- Some records -

▽

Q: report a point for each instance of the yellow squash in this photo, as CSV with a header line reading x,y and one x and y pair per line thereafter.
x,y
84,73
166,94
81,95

△

- Work required -
Arrange every line of the records above as a JSON list of strings, one string per line, leaving out any blank lines.

- Response to this exercise -
[
  "Q: report a point for each instance of the yellow squash in this photo, as CSV with a header line reading x,y and one x and y pair per line thereafter.",
  "x,y",
  "84,73",
  "166,94",
  "81,95"
]